1929 sonrasının aksine dünyada bir SSCB’nin bulunmayışı sol/sosyalist siyasetin çok kolay sağ/neo-faşist siyasal partileri aklamaya girişmesine dolayısıyla da küresel ölçekte kendi alternatif siyasetini yaratamamasına sebep oluyor. Bunun söylemsel bazda meşruiyeti, ulus devleti savunan, “ulusalcı” siyaset izlemeleri üzerinden yapılıyor. Ulusalcılık meselesini önümüzdeki haftanın konusu olarak ele almakla birlikte, günümüz emperyalist-kapitalist sistemin krizinin dünyayı emekten ve emekçilerden yana ilerici sol bir yörüngeye sokmaktan oldukça uzak olduğunu, bunda sol siyasetin sağa yedeklenmesinin ve tüm siyasal okumasını sağın şablonları üzerinden yapmasının etkili olduğunu tekrar tekrar vurgulamak gerekiyor.
Basit kategorileştirmeler ve siyah-beyaz okumalar yapma kolaylığını bir yana bırakarak “çanların kimler için çaldığını” daha incelikli düşünmek ve tartmak gerekiyor.

▶ **Gösterilen malzeme**:
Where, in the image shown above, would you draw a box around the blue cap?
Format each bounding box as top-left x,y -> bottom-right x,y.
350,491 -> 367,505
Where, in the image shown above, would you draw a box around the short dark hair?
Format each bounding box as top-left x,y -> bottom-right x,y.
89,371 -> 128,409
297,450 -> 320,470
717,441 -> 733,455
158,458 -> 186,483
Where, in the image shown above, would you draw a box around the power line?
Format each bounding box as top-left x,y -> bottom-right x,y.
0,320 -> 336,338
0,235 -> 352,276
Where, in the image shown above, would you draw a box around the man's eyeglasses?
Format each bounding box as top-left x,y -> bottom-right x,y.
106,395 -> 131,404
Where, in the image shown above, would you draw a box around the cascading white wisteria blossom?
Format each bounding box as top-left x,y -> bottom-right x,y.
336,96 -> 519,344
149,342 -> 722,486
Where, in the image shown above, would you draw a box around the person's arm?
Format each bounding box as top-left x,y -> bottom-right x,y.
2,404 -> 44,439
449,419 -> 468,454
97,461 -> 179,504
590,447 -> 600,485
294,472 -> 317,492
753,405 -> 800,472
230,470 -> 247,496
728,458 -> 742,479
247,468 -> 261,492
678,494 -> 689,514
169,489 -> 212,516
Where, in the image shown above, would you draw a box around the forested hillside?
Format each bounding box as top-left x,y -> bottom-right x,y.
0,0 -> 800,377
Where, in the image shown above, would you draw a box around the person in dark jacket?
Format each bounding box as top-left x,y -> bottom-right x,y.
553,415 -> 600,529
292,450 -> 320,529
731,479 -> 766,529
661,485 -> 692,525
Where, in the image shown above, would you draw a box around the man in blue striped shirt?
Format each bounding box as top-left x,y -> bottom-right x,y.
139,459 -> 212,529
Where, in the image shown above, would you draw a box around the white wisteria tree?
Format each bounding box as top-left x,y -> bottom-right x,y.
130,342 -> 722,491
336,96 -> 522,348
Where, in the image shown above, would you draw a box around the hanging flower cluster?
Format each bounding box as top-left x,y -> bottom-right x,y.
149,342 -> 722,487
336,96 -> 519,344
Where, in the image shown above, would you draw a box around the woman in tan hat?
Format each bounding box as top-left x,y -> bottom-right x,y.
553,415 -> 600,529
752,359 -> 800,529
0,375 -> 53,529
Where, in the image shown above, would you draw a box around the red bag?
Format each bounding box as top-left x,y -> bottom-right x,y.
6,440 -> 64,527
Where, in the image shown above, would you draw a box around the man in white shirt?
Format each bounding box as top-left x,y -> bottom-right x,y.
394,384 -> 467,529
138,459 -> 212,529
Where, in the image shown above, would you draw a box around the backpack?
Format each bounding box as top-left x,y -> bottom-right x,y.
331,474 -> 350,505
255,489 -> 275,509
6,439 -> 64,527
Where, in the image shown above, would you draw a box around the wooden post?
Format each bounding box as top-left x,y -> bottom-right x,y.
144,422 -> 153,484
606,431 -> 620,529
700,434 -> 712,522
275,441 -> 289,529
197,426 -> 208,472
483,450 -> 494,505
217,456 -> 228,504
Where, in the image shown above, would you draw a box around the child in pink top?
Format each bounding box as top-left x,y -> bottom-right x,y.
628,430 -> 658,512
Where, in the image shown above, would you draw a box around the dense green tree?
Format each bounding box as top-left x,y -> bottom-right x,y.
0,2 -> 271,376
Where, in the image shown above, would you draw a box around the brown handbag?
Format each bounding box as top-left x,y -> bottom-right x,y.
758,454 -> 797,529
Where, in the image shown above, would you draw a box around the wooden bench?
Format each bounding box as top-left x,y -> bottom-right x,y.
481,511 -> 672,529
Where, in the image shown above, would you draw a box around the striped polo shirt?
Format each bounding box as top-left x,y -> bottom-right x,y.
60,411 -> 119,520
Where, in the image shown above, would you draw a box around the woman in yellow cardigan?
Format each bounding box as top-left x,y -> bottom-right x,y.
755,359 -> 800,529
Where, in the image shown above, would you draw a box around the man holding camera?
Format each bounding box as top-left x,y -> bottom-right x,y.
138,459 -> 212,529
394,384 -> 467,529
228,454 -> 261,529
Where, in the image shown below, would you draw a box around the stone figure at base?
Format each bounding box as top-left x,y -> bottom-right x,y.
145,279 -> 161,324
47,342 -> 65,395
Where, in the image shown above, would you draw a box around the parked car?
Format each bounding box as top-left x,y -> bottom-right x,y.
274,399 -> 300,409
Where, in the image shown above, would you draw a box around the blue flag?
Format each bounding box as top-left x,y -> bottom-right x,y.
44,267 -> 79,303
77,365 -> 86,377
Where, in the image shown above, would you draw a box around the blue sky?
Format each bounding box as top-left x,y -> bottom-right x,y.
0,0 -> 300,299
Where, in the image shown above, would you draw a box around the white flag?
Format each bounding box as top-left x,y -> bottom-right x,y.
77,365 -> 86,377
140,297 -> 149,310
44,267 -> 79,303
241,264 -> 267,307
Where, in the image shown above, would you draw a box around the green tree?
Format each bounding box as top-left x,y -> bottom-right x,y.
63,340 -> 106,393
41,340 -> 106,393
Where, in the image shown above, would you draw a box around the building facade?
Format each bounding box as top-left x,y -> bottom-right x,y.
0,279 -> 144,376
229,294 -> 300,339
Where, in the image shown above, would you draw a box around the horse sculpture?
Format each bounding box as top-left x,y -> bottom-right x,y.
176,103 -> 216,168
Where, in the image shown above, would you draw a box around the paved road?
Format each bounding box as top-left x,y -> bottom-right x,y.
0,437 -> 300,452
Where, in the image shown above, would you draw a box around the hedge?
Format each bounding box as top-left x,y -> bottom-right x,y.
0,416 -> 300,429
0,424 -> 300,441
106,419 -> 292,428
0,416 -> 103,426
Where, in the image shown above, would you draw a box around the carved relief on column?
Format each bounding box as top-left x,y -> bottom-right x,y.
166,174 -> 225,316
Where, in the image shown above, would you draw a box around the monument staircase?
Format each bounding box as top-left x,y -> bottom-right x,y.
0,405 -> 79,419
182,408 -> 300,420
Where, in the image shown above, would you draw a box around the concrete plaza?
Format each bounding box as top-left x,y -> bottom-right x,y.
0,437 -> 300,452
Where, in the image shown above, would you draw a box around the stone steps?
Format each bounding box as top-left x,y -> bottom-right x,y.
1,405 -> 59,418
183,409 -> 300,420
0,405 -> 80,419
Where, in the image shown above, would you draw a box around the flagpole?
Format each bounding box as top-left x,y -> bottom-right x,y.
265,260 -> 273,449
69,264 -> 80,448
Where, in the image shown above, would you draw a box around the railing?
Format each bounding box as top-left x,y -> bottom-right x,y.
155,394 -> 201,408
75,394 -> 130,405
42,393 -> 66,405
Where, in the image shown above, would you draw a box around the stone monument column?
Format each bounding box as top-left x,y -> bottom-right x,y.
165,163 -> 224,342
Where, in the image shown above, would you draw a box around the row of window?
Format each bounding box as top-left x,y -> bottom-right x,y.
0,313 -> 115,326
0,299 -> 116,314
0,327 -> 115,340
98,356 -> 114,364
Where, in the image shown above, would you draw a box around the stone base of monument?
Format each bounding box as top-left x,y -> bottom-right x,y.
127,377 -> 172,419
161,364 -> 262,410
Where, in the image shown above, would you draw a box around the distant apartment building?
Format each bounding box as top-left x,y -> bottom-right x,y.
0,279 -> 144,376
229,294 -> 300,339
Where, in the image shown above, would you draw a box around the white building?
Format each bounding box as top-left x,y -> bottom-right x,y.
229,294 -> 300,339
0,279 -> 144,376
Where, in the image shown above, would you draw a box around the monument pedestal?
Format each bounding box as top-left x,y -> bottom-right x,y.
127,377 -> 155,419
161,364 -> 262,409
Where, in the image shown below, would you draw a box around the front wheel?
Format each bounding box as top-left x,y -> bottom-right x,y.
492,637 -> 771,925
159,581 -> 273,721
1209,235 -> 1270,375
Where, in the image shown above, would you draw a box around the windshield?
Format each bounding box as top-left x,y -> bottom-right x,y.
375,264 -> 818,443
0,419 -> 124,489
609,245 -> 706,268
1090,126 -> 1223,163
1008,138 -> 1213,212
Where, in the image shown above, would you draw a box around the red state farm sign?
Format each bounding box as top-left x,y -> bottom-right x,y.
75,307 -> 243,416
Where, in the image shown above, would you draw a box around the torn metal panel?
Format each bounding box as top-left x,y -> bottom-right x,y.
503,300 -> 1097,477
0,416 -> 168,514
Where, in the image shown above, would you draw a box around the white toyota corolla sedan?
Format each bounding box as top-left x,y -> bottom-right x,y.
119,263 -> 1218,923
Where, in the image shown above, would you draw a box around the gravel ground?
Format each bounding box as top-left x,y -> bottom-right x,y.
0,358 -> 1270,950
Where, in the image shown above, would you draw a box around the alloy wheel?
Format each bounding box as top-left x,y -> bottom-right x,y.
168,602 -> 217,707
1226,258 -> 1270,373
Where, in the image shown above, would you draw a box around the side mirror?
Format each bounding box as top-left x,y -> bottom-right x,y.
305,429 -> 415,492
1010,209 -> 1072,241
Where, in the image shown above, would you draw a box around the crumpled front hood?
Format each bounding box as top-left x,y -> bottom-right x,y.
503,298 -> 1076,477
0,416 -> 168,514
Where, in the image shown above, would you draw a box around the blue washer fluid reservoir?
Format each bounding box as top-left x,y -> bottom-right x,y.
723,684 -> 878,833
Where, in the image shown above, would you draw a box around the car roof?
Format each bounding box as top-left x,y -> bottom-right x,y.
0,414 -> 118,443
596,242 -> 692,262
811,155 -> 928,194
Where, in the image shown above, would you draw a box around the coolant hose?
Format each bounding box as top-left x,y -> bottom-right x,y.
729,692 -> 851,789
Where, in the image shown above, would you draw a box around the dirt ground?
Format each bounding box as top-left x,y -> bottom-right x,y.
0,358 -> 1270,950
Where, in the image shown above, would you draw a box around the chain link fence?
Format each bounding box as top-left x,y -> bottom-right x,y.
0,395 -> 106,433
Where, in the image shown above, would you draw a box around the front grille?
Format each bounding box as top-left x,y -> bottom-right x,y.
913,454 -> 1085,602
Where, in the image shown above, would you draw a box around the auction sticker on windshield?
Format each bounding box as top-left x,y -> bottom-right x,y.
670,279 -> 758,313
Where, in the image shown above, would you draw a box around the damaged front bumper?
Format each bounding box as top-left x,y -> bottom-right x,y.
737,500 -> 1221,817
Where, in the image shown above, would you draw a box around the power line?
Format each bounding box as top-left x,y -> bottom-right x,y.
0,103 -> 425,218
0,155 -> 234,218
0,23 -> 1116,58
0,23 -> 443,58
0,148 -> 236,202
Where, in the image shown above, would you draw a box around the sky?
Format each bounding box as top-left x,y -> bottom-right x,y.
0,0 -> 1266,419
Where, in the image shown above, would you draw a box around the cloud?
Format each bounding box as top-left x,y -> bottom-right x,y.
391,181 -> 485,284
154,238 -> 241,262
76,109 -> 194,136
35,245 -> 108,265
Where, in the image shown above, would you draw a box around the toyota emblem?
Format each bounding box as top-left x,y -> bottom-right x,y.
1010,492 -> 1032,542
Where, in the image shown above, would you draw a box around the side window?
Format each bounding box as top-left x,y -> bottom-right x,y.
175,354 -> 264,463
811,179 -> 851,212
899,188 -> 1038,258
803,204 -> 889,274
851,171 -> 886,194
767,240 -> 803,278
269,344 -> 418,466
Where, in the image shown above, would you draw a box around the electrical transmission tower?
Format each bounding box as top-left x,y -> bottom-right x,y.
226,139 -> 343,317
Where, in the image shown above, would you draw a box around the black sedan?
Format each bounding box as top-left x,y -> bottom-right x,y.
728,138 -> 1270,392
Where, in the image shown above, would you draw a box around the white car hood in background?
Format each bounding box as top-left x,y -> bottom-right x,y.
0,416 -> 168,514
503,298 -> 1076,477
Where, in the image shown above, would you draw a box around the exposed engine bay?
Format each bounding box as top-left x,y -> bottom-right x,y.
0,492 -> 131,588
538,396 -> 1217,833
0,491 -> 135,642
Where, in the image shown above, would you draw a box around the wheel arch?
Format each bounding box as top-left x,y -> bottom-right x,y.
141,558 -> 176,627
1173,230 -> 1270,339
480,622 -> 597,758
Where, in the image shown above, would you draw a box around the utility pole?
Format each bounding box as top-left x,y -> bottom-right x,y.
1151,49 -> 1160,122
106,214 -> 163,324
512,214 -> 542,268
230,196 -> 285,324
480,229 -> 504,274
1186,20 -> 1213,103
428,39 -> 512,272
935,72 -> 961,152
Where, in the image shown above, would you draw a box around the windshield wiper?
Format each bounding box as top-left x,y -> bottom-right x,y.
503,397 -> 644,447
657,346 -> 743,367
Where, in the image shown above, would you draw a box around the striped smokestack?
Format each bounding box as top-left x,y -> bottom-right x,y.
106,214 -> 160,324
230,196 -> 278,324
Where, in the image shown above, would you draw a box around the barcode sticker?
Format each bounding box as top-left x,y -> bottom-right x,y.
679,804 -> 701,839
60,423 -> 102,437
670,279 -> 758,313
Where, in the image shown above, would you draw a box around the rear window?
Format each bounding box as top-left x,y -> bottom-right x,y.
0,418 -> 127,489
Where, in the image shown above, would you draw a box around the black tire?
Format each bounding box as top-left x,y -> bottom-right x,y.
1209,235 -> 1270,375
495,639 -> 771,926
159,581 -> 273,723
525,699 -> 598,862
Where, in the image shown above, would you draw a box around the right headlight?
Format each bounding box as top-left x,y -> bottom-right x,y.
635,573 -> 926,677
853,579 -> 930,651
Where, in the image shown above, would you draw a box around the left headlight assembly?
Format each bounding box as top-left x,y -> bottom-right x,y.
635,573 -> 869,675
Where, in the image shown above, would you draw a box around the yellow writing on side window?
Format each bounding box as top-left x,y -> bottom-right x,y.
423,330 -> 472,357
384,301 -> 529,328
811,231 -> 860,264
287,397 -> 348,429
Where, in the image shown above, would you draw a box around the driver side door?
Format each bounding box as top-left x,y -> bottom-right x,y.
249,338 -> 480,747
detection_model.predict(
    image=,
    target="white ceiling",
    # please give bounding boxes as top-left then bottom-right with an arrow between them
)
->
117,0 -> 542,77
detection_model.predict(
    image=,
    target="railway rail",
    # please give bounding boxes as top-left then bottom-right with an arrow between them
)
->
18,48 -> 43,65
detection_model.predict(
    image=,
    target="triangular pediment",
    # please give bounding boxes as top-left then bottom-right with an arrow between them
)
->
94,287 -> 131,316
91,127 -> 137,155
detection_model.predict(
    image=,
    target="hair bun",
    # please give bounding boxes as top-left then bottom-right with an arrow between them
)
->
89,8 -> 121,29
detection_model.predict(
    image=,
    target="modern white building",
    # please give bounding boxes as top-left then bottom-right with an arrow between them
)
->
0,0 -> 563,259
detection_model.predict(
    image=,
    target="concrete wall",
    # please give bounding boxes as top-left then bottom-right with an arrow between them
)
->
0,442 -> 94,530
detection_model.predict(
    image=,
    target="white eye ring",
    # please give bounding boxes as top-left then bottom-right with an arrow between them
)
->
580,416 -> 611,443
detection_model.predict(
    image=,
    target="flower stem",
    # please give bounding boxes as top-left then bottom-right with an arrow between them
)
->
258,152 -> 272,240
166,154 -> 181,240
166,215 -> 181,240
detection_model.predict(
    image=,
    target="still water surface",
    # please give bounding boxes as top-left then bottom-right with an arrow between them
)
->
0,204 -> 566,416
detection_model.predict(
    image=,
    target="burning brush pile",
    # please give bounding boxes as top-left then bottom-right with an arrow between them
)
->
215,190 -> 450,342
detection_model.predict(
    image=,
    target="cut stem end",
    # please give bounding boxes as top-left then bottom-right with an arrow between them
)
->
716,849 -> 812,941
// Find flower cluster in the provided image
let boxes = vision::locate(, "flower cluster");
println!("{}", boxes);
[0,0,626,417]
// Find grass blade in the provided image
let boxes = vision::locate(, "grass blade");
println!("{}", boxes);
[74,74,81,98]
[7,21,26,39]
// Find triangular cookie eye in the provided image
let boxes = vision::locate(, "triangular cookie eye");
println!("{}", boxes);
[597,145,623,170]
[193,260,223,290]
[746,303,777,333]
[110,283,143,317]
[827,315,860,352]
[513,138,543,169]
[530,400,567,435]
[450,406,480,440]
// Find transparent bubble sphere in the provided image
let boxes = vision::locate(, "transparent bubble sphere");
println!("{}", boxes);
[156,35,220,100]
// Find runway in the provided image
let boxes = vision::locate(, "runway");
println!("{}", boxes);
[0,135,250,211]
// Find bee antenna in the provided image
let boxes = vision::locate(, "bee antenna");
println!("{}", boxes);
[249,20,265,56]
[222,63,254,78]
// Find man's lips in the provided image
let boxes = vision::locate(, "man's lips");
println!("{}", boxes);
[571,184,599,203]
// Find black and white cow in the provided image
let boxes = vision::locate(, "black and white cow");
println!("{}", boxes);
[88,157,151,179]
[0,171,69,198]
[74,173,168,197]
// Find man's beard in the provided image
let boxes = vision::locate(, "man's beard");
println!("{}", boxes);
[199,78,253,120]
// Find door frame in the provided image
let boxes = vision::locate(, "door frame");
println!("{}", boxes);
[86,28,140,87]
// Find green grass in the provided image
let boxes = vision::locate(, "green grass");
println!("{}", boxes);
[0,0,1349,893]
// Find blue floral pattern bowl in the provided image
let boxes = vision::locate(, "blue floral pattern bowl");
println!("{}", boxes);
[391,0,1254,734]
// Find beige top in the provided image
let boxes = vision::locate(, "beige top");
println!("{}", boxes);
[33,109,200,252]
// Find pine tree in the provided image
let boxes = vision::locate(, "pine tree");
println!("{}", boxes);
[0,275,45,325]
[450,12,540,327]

▶ **Görev tanımı**: Sol siyaset konulu alıntıda "Basit kategorileştirmeler ve" sözcüklerinden başlayıp "ve tartmak gerekiyor." sözcüklerine kadar uzanan bölümün tamamını hiçbir değişiklik yapmadan yeniden yazın.

▶ **Yanıt bölümü**:
Basit kategorileştirmeler ve siyah-beyaz okumalar yapma kolaylığını bir yana bırakarak “çanların kimler için çaldığını” daha incelikli düşünmek ve tartmak gerekiyor.